PROBLEMS:
[a] List every S&P 500 price level that Pekelo names in the forum thread on the sell-off.
[b] Carry on the forum thread on the sell-off from its last post.
## Begin EXTRACT
Pekelo explains the sell off

Discussion in 'Technical Analysis' started by Pekelo, Feb 7, 2018.

  1. Pekelo

    Pekelo

    You guys know how modest I am, so I figured I would give my honest explanation of the last few days' action in technical terms.

    Forget about memo and interest rates hike, eventually it doesn't matter what triggered the sell off, it has been built into the market for a long time, but specially after the January rally. Simply put, the market went vertical, and anytime when that happens it comes down hard too. It happened to Bitcoin 7 weeks ago, I saw it, I predicted it, and then it happened.

    I also so the SPX going vertical specially on the weekly chart, but got a bit complacent about it. After 2 years of relentless rallying, who can blame us? Anyhow, I like to use the spring analogy: The price is like an over stretched spring, and once it is let go, it fluctuates back and forth widely.

    I usually use Bollinger Bands to catch market turns, and once a timeframe's BB is penetrated, I switch to a larger time frame. The the market started to fall last week, I was expecting the a hard bounce from the lower line on the daily chart, what was around 2720. When that didn't hold, the weekly frame came to play.

    I am showing here the weekly SPX chart. What you can not see is the crazy overnight action of Sunday night. Futures bottomed around 2530, what is really close to the lower BB, and the hard bounce came from there. It is not an exact science, sometimes the price doesn't reach the line, sometimes it penetrates it and then bounces. But overall that is the area where you watch for a change in direction. By the way, the daily chart doesn't show that well the vertical nature of the price action, but the weekly and monthly do.

    OK, you say, we got it, over stretched spring, weekly BB, we got. But where do we go from here now? Well, after the bounce the minimum target is the SMA line, what is around 2750. That is where the rally action can get sour and turn back down again. But if that line is cleared, we are looking at touching the upper BB again and a doubletop.

    TL,DR: The market went vertical, and what goes up quick, must come down hard, be it crypto or the general market.
     
    piezoe and tommcginnis like this.
  2. NeoTrader

    NeoTrader

    You should consider working for cnbc, bloomberg or writing for any of the bogus "reports"... Or all of them at once... Maybe you're even trying to pave your way there with all the usual "hindsight knowledge"!
    Keep up the "good work"!:D
     
    johnnyrock, SunTrader and cole_ like this.
  3. AAPL lowers guidance. XOM & CVX miss.

    Why does everyone out there seem to be overlooking these three huge fundamental points that changed between Thursday and Friday trading hours? Against the backdrop of a generally disappointing earnings season, no less.
     
    tommcginnis likes this.
  4. I'm not usually a "pure technicals" guy, but Pekelo gives us a pretty fair analysis, IMO.
## End EXTRACT
## Begin RAW DATA
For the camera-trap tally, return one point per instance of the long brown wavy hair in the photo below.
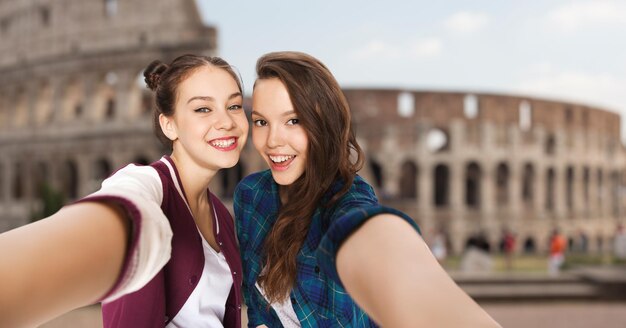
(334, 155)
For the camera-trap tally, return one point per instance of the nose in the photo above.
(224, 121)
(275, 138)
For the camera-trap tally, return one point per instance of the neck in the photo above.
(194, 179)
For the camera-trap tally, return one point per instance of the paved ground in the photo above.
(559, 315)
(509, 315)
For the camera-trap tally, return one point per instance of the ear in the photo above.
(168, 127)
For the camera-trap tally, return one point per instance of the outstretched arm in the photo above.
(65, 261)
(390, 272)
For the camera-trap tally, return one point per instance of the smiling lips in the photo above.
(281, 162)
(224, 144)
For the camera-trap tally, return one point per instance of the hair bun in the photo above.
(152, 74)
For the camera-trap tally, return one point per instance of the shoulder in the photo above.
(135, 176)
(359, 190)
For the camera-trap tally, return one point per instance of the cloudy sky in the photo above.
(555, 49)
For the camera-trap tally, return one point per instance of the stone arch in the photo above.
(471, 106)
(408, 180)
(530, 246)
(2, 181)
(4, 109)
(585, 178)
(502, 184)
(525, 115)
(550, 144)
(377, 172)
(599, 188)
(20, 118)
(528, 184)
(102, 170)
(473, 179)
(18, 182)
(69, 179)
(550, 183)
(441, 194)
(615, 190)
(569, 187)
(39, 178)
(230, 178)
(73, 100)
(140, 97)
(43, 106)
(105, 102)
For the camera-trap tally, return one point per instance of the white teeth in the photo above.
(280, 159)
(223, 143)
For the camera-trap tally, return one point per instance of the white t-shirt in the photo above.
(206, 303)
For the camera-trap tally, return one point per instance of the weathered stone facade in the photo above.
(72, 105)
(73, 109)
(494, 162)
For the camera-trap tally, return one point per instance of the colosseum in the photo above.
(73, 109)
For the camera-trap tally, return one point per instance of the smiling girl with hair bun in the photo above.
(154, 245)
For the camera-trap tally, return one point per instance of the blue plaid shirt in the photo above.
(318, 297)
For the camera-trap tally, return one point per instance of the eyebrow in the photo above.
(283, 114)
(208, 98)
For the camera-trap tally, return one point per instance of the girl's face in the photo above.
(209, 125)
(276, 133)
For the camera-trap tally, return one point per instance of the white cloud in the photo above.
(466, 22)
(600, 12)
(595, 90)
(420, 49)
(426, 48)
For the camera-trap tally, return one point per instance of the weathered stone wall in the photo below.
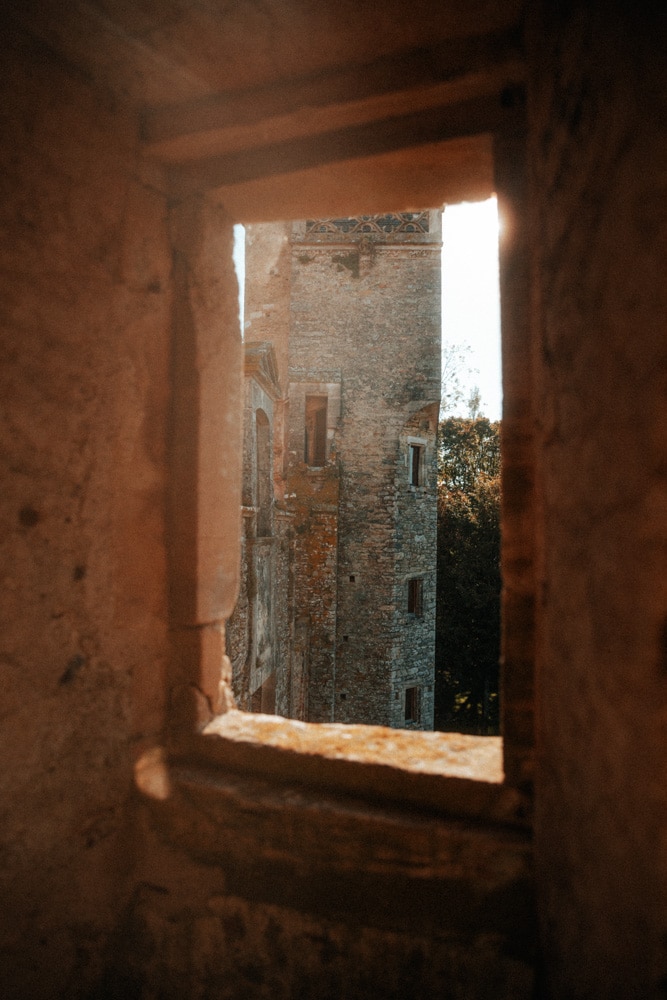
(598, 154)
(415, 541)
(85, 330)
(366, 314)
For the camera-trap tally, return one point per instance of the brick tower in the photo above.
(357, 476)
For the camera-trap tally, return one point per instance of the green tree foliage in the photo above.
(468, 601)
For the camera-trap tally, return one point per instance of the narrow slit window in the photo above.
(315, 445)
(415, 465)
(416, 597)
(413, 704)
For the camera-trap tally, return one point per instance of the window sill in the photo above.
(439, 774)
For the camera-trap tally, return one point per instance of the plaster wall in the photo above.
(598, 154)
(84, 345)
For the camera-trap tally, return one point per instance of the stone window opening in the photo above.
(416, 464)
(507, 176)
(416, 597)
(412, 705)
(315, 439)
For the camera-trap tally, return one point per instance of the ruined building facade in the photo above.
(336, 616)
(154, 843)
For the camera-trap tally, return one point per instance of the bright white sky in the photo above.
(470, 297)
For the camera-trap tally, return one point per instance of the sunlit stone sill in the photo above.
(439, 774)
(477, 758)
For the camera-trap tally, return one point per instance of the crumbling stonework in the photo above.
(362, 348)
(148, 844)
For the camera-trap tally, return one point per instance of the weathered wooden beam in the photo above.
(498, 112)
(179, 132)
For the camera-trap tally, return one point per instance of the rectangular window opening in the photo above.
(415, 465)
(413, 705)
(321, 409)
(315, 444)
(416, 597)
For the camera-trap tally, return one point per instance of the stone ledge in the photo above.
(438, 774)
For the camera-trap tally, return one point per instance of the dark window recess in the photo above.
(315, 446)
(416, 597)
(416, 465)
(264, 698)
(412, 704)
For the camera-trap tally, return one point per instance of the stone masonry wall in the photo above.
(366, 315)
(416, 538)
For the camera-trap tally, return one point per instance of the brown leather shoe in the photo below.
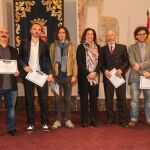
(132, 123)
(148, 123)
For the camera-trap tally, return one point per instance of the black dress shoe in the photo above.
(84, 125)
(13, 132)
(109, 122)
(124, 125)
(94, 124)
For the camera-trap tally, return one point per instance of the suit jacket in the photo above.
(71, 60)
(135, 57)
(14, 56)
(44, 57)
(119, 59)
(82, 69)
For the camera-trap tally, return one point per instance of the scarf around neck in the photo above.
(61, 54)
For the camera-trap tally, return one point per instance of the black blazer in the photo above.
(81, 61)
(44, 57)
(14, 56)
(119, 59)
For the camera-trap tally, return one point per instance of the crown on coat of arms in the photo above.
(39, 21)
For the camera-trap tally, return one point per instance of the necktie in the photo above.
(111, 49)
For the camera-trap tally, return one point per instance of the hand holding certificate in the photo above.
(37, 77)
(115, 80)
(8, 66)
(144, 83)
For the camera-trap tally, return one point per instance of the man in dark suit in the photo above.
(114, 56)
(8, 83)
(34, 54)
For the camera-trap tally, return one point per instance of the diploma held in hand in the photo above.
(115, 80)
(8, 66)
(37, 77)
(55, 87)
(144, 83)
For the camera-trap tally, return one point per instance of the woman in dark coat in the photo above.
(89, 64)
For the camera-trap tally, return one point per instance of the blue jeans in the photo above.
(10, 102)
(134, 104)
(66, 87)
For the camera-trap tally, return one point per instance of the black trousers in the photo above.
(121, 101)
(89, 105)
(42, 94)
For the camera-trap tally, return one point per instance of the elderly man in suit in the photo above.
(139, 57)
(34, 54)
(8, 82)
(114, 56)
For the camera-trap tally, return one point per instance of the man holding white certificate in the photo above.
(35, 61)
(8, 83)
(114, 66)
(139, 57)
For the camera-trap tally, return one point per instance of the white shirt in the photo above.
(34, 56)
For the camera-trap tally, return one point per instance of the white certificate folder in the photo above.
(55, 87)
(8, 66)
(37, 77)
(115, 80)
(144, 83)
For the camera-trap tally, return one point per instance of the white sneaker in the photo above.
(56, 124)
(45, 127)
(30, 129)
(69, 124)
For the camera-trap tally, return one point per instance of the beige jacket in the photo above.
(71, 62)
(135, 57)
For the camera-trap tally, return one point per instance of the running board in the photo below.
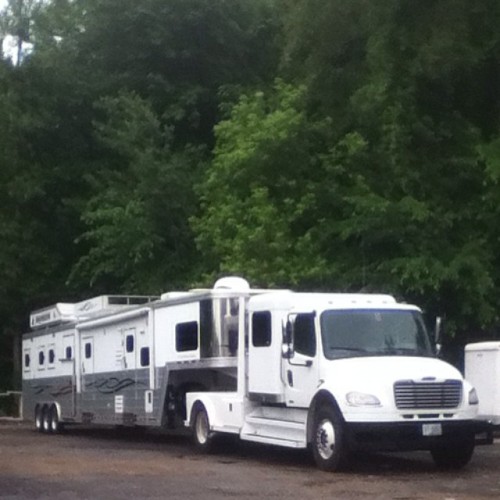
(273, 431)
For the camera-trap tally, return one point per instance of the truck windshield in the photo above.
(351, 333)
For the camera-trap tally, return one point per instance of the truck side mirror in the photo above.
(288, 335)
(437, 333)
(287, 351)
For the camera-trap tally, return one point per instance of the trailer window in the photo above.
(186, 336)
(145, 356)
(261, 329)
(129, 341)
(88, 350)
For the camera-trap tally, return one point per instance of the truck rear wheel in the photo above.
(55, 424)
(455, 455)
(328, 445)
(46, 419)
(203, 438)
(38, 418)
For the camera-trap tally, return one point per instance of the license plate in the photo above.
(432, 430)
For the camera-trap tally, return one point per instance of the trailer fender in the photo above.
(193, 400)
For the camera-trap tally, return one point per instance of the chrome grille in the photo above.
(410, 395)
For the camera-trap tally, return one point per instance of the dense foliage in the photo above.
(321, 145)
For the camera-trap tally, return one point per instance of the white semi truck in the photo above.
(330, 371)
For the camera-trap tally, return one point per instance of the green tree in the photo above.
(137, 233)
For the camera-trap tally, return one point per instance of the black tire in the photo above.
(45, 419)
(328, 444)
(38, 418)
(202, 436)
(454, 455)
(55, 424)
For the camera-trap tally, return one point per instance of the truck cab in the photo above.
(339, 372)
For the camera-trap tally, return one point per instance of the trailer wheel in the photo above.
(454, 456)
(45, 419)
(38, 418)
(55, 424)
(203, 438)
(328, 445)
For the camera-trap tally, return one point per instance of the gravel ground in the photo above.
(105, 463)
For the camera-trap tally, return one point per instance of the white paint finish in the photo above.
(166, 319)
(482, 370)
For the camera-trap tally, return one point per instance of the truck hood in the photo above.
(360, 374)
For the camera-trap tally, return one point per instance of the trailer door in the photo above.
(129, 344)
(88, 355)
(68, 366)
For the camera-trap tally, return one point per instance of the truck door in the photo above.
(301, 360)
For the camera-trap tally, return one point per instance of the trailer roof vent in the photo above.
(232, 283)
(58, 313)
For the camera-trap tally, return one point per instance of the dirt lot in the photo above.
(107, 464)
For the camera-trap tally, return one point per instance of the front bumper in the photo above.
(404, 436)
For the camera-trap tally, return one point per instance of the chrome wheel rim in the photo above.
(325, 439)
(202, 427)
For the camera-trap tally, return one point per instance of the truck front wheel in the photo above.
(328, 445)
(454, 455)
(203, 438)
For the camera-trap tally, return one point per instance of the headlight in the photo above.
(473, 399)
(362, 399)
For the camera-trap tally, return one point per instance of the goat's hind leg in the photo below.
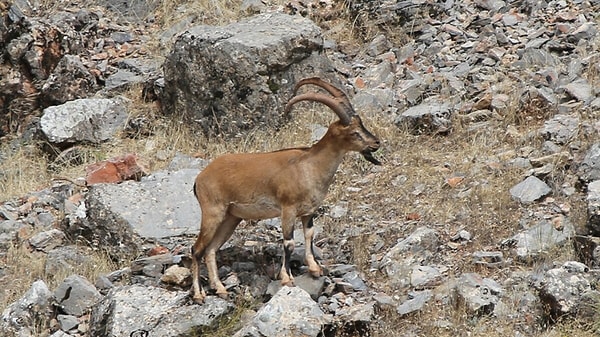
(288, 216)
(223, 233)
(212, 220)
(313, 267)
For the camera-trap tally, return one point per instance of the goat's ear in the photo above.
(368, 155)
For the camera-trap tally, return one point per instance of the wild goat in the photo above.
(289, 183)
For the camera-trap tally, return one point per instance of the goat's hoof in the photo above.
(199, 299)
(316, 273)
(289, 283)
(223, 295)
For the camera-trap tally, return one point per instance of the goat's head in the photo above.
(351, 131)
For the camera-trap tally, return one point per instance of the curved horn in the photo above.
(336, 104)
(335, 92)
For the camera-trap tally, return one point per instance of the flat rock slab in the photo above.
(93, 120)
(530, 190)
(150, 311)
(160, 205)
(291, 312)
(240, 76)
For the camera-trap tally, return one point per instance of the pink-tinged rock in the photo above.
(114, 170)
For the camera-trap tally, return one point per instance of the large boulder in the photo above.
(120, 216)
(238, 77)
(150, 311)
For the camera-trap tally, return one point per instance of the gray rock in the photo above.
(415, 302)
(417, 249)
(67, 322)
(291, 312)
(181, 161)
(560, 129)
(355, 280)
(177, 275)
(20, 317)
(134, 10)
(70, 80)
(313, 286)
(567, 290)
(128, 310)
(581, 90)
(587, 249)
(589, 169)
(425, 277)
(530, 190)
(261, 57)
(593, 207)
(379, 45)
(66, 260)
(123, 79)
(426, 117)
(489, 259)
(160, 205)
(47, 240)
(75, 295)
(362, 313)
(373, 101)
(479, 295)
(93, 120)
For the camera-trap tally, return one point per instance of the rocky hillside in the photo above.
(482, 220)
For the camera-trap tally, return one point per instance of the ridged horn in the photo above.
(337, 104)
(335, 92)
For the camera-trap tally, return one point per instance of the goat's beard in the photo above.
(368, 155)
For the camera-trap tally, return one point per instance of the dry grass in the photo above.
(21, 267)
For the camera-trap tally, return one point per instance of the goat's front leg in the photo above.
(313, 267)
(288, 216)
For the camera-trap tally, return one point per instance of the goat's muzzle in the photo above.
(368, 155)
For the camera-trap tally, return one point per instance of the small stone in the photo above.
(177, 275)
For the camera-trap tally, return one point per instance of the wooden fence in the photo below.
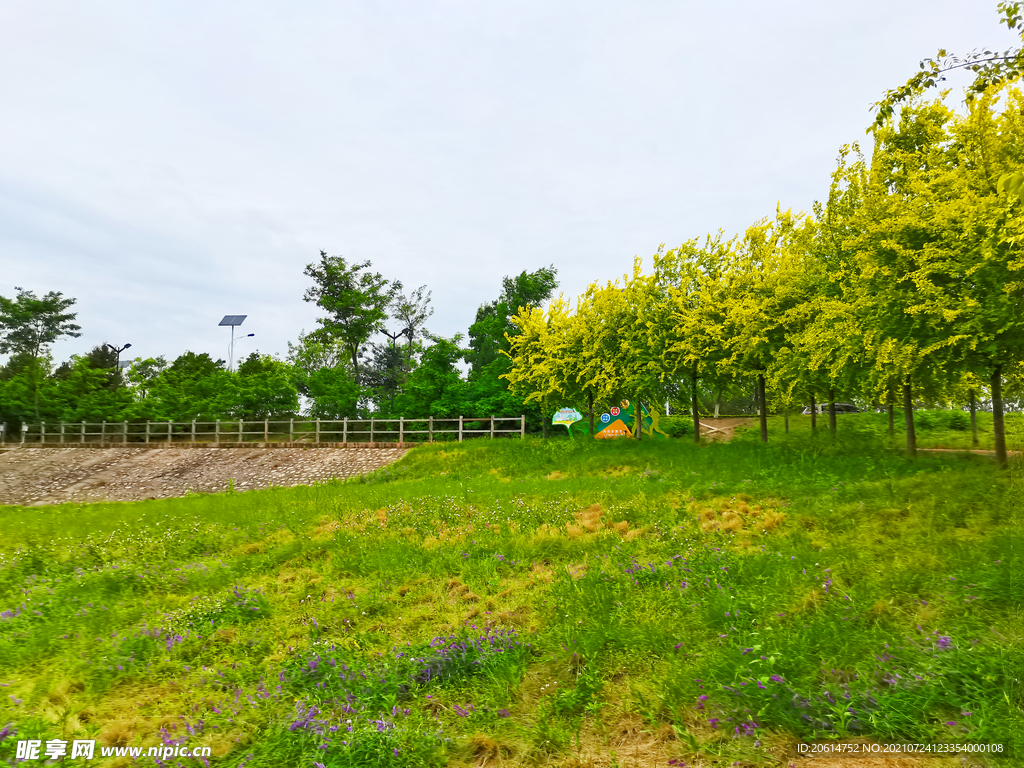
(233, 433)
## End RAW DATA
REPLIES:
[a]
- 2720
- 2530
- 2750

[b]
    In the screen capture below (and apologies for being redundant from other threads), the yellow trend sits ~20pts ON TOP OF a two year trend, and has been a fair guide for option-writing at/above that line. Similar to Pekelo's Bollinger Bands use, I run a trio of a SMA mean, and two 'envelope' lines set at 2%. (A fair range for 1-2 week holds.)

    We've ridden under and even *temporarily* pierced the top side of the envelope for the better part of two years, and of course, at Thanksgiving, punched it hard, relaxed a bit, and then rode it hard for most of January. "Ouch!" is right. Having punched right through the bottom now -- WOW!

    As we're about AT that yellow trend line, my 'brick-on-a-spring' pendulum (your 'spring' above) comes into play: "whither the market now?" Yipes! Who knows?

    My answer is, if these technicals point to a market out-of-bounds with its fundamental realities (back to FOMC-->interest rates-->backdoor Monetary Tightening; solid earnings; global econ growth; US tax restructuring; fiscal boost ('infrastructure-R-U.S.'); starting from an overbought market) -- everything that we're seeing makes perfect sense. (*My* wonderment is, "Where was all this sense in the month of JANUARY?") So the short answer is, "We're right about where we need to be."

    So that yellow trend line stays -- with an expectation that we continue *material*, *robust* growth, ~20pts underneath it.


    SPX0207openCapture.PNG
     
    Last edited: Feb 7, 2018
  5. toc

    toc

    SPY 220 coming soon to theaters nearby.
     
  6. Buy1Sell2

    Buy1Sell2

    This appears to be a vanity thread. Good work on the analysis.
     
    Visaria likes this.
  7. "Guilty!" {holds hand up.}

    Good point. At least for the DOW, but it was a worldwide route, too -- so lots of stuff in play.
     
  8. Well, that their Dow components isn't even my point (I don't even follow the Dow and had to read an article explaining why a 1000 point drop was news).

    The disappointing earnings season was the general market condition. AAPL, XOM, & CVX were catalysts sufficient to bring it back to reality after like 20 consecutive green days.
     
  9. Buy1Sell2

    Buy1Sell2

    Likely good news for the market. Now the other companies can move the SP on their own fundamentals which will be improving now.